▶ **Goals**
• A. Answer these questions about the passage on Andy Warhol's fifteen-minutes prediction:
(i) What is the title of the Chuck Palahniuk novel it quotes, and what year is given for it?
(ii) In what publication and year did Frank Schneck's remark appear?
(iii) Which newspaper ran "It's Unreal How Easily Reality Shows Pop Up," and on what date?
• B. Pick up the passage on Andy Warhol's fifteen-minutes prediction after its last sentence and keep it going.

Andy Warhol portrait by André Koehne, courtesy Wikimedia Commons.
Andy Warhol famously predicted that in the future, everyone would be famous for fifteen minutes.  Now that the future is already here, there are those who beg to differ with Andy, and for a fascinating variety of reasons!

In his novel Rant (2007), Chuck Palahniuk suggests that "Andy Warhol was wrong.  In the future, people won't be famous for fifteen minutes.  No, in the future, everyone will sit next to someone famous for at least fifteen minutes."

Movie critic Frank Schneck posits that the word should be film, not fame: "Andy Warhol was wrong.  It's not just that everyone is going to have 15 minutes of fame.  In the not-so-distant future, every person on the planet is going to have a film made about him or her" (Hollywood Reporter, 2000).  Others seem to agree, in a roundabout way:

"Andy Warhol was wrong. Today it seems that anyone can parlay their 15 minutes of fame into 15 cable episodes, with an option for a second season."
—"It's Unreal How Easily Reality Shows Pop Up," Rocky Mountain Daily News, July 20, 2002

"Andy Warhol was wrong. Everyone's not going to be famous for 15 minutes; instead, we will all have our own talk shows."

(Data listing)
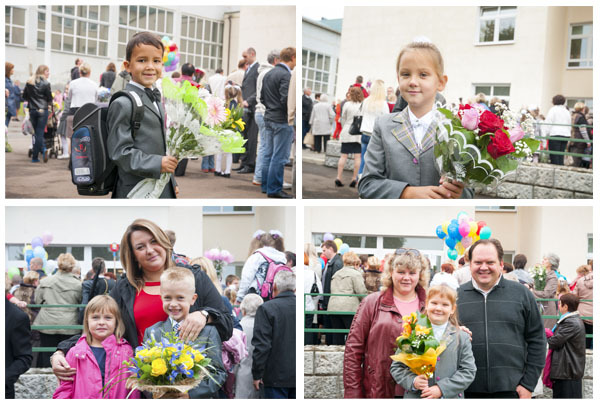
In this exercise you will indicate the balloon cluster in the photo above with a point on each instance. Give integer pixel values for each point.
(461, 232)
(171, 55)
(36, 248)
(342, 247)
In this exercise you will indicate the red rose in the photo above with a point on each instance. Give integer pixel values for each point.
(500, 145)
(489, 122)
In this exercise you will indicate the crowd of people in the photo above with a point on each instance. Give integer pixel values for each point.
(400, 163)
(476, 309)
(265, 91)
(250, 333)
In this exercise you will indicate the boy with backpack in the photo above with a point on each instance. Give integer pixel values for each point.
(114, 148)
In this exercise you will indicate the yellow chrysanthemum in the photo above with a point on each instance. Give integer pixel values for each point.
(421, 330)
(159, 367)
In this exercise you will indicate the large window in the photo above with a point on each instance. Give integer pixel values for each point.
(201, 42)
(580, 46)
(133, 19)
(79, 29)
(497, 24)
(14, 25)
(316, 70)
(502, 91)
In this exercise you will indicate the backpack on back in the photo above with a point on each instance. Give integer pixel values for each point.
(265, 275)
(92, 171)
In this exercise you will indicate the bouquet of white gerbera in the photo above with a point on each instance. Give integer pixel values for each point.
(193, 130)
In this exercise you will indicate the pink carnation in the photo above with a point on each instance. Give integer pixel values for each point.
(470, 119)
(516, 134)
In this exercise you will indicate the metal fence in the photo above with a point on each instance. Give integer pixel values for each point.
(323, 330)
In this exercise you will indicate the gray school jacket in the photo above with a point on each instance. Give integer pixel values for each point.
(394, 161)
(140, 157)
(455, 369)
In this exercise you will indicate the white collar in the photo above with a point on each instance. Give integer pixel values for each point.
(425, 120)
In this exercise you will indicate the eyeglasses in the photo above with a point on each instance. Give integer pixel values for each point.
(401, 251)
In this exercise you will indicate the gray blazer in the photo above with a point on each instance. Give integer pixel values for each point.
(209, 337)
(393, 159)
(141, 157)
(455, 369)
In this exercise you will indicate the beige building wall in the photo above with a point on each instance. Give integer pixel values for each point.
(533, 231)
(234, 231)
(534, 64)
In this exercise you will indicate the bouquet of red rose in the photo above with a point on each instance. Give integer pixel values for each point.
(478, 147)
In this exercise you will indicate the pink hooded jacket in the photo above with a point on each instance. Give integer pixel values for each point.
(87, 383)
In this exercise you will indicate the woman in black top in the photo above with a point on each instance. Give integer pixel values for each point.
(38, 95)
* * *
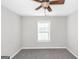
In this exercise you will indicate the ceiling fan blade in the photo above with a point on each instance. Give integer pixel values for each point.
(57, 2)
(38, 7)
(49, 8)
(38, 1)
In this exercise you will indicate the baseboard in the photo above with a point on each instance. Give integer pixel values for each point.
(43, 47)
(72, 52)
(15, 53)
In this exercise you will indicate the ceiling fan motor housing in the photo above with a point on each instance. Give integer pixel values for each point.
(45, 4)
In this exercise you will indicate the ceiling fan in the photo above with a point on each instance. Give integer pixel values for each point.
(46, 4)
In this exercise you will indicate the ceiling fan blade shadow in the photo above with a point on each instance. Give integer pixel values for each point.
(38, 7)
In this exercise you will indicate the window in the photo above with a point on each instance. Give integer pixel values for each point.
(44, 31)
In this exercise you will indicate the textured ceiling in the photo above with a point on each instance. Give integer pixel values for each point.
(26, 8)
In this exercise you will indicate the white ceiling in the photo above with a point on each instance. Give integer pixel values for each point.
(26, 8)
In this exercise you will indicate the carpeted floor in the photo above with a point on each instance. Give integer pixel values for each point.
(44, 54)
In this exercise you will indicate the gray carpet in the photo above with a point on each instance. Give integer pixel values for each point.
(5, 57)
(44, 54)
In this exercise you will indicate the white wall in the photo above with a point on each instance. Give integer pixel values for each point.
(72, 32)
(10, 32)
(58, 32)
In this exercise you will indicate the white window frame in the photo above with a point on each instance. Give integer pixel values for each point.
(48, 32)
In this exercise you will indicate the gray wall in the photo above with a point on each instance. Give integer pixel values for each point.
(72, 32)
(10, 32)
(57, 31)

▶ **Task answers**
• A.
(i) Rant, 2007
(ii) Hollywood Reporter, 2000
(iii) Rocky Mountain Daily News, July 20, 2002

• B.
—"Ex-Dancer, Ex-First Son Tries a New Career: Talk Show Host," Buffalo News, Aug. 16, 1991

Then there are those who argue that the 15 minutes are recurring:

"The couple who wrote and performed the theme to the 1970s TV series "Happy Days" are on a media blitz in Colorado Springs this weekend, proving that Andy Warhol was wrong. Not only will everyone in the world get 15 minutes of fame, they'll get another 15 minutes when the nostalgia factor kicks in a couple of decades later." 
—"These Days Are Happy for Couple," The Gazette, March 6, 1997

"Andy Warhol was wrong ... People don't want 15 minutes of fame in their lifetime. They want it every night."
—"Pseudo's Josh Harris," BusinessWeek, Jan. 26, 2000

"Andy Warhol was wrong. With the release of the film, Factory Girl, he and his 'superstars' are about to get another 15 minutes of fame."
—"Straight to the Point," Daily Mail, Sept. 27, 2006

"As it turns out, Andy Warhol was wrong: not everybody will be famous for 15 minutes. But with bad prospects and a good agent, those who once were can now extend the clock thanks to unprecedented TV demands for the vaguely familiar." 
—Vinay Menon, "More Dancing with Quasi-Celebs," Toronto Star, March 19, 2007

Not fame, but Hitler:

"Andy Warhol was wrong. In the future, everyone will be Hitler for 15 minutes."
—"Originality is the First Casualty of War," Austin American-Statesman, April 1, 1999

"Andy Warhol got it wrong. It's not fame everyone will have in the future; It's a chance to scream at someone else on TV."
—"Clinton Vs. Dole About Ratings, Not Discourse," Witicha Eagle, March 11, 2003

Not fame, but privacy:

"Andy Warhol was wrong. The wild-eyed artist boldly proclaimed that in the future everyone would have 15 minutes of fame.  Warhol's fortune-telling skills were nowhere as visionary as his art. Warhol should have predicted with the explosion of reality television that in the future everyone will have 15 minutes of privacy."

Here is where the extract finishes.